* [Task]: Count the lines in the items below that contain the string "building". Reply with that number only.

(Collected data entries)
_ _ _

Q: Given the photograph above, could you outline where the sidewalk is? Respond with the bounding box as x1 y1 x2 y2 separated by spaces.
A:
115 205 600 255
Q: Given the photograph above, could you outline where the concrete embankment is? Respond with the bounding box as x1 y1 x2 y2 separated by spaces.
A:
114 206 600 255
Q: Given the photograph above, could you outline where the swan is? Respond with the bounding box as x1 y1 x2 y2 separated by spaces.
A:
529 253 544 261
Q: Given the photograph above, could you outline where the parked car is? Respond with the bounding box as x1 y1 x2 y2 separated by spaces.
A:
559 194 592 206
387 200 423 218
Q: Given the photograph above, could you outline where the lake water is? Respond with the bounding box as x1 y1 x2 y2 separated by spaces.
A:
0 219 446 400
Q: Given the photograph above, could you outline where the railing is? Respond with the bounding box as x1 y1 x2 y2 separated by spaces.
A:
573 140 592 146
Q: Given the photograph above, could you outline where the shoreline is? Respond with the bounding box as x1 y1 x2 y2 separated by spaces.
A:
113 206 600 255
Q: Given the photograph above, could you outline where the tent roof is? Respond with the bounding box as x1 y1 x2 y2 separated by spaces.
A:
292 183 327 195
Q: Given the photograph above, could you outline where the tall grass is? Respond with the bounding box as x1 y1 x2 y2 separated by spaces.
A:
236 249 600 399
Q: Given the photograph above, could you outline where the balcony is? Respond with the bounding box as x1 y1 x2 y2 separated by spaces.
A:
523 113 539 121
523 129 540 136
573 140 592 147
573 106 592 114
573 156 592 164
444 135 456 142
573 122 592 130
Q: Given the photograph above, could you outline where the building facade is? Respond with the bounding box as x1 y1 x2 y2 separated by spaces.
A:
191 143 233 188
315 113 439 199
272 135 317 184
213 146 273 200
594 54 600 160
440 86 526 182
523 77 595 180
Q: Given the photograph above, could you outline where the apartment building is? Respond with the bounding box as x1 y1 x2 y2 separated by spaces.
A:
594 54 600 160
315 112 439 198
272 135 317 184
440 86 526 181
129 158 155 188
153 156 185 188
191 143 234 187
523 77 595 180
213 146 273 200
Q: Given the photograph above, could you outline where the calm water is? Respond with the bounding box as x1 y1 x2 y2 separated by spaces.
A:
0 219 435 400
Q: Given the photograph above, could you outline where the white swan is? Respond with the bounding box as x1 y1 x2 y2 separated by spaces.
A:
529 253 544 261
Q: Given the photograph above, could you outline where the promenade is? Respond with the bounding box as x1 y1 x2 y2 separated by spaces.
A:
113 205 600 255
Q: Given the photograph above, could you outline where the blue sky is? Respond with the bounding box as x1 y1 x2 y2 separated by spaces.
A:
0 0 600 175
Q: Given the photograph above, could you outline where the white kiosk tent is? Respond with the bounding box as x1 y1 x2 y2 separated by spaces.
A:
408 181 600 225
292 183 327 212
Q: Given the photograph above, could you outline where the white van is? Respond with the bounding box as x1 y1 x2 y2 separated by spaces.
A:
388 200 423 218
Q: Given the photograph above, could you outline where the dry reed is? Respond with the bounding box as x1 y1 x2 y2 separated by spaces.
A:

_ _ _

* [Solution to the exercise]: 2